Study text:
BEGIN

What's the best way to spread awareness around the value proposition for that product? I think that when we can add pancreatitis risk reduction to the label, that's very helpful.

Michael Grace
Biotech Analyst, Morgan Stanley

Yep.

Vincent Anzalone
VP of Finance and Investor Relations, Arrowhead Pharmaceuticals

And certainly, I think it's in certain parts of the world, it will be even more helpful for access and for reimbursement. But the... You know, our CMO tends to use this figure a lot, and I think it's, you know, it's really impactful that in our clinical studies with this population, we have so far, we've gotten 100% of the patients on drug down to a triglyceride level that's predicted to be low risk of pancreatitis, 100%. And, you know, it talks to the consistency of RNAi that I was mentioning earlier.

Michael Grace
Biotech Analyst, Morgan Stanley

Mm-hmm.

Vincent Anzalone
VP of Finance and Investor Relations, Arrowhead Pharmaceuticals

But beyond that, we can get many of these patients to normalized trig levels, you know, which is impactful. I think the challenge with prior triglyceride-lowering drugs in that population is that the effect was rather modest. You're looking at, you know, 15%-30% reduction in trigs with other medicines. You know, depending on the baseline characteristics of the patient, we can get between 60% and 80%-

Michael Grace
Biotech Analyst, Morgan Stanley

Mm-hmm

Vincent Anzalone
VP of Finance and Investor Relations, Arrowhead Pharmaceuticals

... or even more triglyceride lowering. I mean, it's in a real different ballpark. I think that that magnitude moves the needle-

Michael Grace
Biotech Analyst, Morgan Stanley

Yep

Vincent Anzalone
VP of Finance and Investor Relations, Arrowhead Pharmaceuticals

... substantially. And so I think that, you know, we're, we are enough in, we are far away from it, enough, where we still have time to kind of plan that out. But we're, we're optimistic that that market, is, is really attractive, and I think it's, it is a, it is an underappreciated opportunity, with, you know, in investors, I think, today.

END

What is being asked:
Repeat the transcript beginning at the words "What's the best" and stopping after "that's very helpful.", with "label" renamed to "package insert". The data after this point comes from a separate source.

Data:

BEGIN

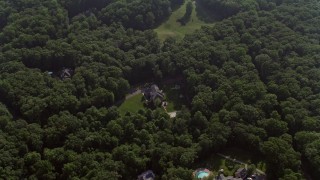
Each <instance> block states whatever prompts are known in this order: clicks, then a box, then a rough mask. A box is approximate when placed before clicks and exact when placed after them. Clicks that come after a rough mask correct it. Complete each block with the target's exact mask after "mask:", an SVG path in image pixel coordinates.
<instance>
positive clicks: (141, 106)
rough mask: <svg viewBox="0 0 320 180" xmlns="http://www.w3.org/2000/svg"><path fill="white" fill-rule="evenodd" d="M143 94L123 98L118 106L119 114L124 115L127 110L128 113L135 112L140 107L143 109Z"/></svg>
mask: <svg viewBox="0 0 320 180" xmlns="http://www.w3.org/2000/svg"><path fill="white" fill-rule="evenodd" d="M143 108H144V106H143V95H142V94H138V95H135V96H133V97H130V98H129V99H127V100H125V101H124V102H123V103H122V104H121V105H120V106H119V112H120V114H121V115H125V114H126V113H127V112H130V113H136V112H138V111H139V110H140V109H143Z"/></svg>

END
BEGIN

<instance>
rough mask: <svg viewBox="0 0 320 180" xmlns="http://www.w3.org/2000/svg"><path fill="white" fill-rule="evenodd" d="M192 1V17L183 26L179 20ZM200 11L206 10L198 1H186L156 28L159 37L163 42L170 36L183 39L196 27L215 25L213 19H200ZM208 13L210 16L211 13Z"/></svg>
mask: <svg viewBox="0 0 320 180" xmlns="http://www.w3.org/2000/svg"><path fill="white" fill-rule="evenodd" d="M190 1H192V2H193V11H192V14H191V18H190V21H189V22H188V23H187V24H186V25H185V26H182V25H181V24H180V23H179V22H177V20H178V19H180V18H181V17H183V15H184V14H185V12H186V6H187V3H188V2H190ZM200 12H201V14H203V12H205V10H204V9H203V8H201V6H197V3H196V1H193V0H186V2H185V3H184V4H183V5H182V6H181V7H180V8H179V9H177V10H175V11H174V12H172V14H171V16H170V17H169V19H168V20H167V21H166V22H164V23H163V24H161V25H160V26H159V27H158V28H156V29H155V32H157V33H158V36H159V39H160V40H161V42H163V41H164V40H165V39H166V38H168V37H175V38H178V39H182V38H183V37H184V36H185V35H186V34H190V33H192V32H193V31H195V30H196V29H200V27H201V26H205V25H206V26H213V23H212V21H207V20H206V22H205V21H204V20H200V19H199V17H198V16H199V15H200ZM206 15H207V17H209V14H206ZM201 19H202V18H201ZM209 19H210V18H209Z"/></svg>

END

Answer for this exercise:
What's the best way to spread awareness around the value proposition for that product? I think that when we can add pancreatitis risk reduction to the package insert, that's very helpful.